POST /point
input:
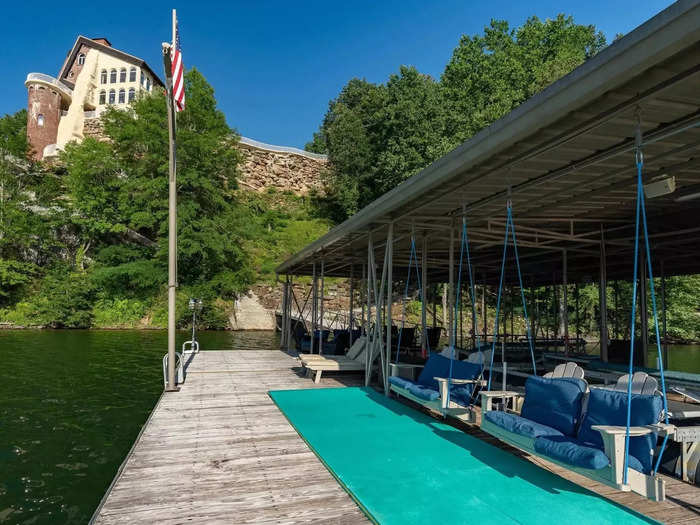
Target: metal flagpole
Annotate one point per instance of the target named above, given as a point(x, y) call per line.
point(172, 213)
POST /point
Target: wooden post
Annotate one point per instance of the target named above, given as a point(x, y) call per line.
point(423, 305)
point(565, 302)
point(321, 297)
point(285, 299)
point(663, 314)
point(352, 301)
point(603, 299)
point(172, 211)
point(451, 290)
point(314, 307)
point(389, 286)
point(371, 282)
point(484, 312)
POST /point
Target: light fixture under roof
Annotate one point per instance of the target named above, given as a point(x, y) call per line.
point(659, 187)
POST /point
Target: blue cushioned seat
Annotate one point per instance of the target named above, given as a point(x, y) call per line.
point(554, 402)
point(425, 387)
point(568, 450)
point(519, 425)
point(423, 392)
point(609, 407)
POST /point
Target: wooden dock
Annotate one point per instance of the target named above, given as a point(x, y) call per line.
point(220, 451)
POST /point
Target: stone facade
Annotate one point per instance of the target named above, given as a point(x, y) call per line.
point(283, 170)
point(93, 76)
point(44, 107)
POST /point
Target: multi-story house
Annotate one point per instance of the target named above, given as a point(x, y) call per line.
point(94, 75)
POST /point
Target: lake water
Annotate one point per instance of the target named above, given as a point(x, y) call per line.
point(71, 406)
point(73, 402)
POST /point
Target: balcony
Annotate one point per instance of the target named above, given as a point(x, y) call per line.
point(50, 82)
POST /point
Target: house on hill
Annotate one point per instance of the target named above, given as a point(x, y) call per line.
point(94, 75)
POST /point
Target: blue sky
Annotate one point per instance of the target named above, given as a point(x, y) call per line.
point(275, 65)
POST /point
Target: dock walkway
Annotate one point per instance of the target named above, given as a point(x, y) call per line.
point(219, 451)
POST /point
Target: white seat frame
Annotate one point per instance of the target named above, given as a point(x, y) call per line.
point(649, 486)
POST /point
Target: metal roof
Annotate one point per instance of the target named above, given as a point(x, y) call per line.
point(567, 157)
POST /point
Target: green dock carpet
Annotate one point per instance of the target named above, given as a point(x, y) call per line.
point(403, 466)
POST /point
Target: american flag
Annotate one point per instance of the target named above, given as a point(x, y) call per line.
point(178, 73)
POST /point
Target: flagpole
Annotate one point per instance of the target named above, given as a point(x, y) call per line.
point(172, 212)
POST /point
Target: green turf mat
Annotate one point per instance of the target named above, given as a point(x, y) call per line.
point(403, 467)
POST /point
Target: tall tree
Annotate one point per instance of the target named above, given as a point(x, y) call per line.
point(491, 73)
point(119, 191)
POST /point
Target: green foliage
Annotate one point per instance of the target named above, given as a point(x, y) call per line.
point(276, 226)
point(63, 300)
point(490, 74)
point(377, 135)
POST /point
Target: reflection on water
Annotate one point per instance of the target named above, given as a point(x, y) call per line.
point(72, 405)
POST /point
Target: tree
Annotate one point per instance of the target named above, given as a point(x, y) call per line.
point(492, 73)
point(377, 135)
point(121, 186)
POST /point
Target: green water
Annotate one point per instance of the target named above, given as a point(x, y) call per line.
point(72, 403)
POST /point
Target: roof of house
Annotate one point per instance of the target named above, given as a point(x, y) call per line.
point(89, 42)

> Problem to work on
Nothing but the text of the listing should be set down, exactly, with the pictures left behind.

> Response
POST /point
input:
Target: metal flagpole
Annotate one point per instance of the target named above, given as a point(x, y) call per line.
point(172, 213)
POST /point
Target: wooden post
Annotate one point per instance of the target named above, given as a point(x, y) call per line.
point(423, 305)
point(565, 302)
point(321, 297)
point(285, 299)
point(663, 314)
point(352, 301)
point(603, 299)
point(172, 211)
point(451, 290)
point(314, 307)
point(389, 286)
point(371, 282)
point(484, 312)
POST /point
Target: light fixture under roof
Annotate one point per instance of the target named above, given as a point(x, y) call per line.
point(659, 187)
POST /point
Target: blue cushioned seat
Annotate one point per instance of the target named above, given as a point(x, y) call per line.
point(554, 402)
point(425, 387)
point(568, 450)
point(519, 425)
point(423, 392)
point(609, 407)
POST /point
Target: wooden dock
Annotate one point per instance of the target named above, given as a point(x, y) call per line.
point(220, 451)
POST /point
Target: stone facade
Annotate one point per instance of the target named above, given as a point(x, y) call per line.
point(283, 170)
point(93, 76)
point(44, 107)
POST /point
Target: multi-story house
Annotate one point per instance of the target named above, given as a point(x, y) call per line.
point(94, 75)
POST /point
Target: lake water
Annotate one point per instance of the target named above, given as a point(x, y) call per line.
point(71, 406)
point(73, 402)
POST /point
Target: balcony
Annotate one point per instance of the target named above, given as a point(x, y) call per line.
point(50, 82)
POST /point
Target: house on hill
Annotate one point per instance of the target named above, given as a point(x, y) call per line.
point(94, 75)
POST /point
Target: blue sky
Annotate one point per instance of the target named above, given as a point(x, y) call per line.
point(275, 65)
POST /point
Target: dock walkway
Annotate one point per instance of the target named above, given as a point(x, y) call per line.
point(219, 451)
POST /point
Target: white seat frame
Annotate one point per instance of the target named above, given as a point(x, y) call per line.
point(649, 486)
POST /point
Target: metal roof
Annotate one point per instance of the target named above, given as a point(x, y) call per line.
point(567, 157)
POST /point
Target: green dock carpet
Annotate one point per instance of the target named above, given as a point(x, y) call per line.
point(403, 466)
POST /point
Target: american flag
Annotate one point per instance of the target named above, given as a point(x, y) call per line.
point(178, 73)
POST /point
Target: flagpole
Annotate one point per instance of the target named above, given as a point(x, y) call per line.
point(172, 212)
POST /point
Target: green turf mat
Annotate one point per instance of the target named above, given as a point(x, y) call per line.
point(403, 467)
POST /point
Target: tall tree
Annotate one point per instance of the target named above, given as a point(x, y) call per line.
point(491, 73)
point(119, 191)
POST /point
Target: green foliage
Annotate one point per instance of the target named above, given as a point(x, y) call per line.
point(276, 226)
point(63, 300)
point(490, 74)
point(377, 135)
POST /point
Target: reflection on water
Annotate one point per instance of the target named above, given as a point(x, y) call per line.
point(72, 405)
POST /point
Target: tree
Annotate one point per instance of the target named above, given as a point(x, y) call per line.
point(492, 73)
point(377, 135)
point(121, 186)
POST /point
Target: green water
Annotate one point per instance of the target named above, given as a point(x, y) call per line.
point(72, 403)
POST /point
Target: roof of house
Annotate one point per instance of the target named above, given as a point(x, y) call per line.
point(89, 42)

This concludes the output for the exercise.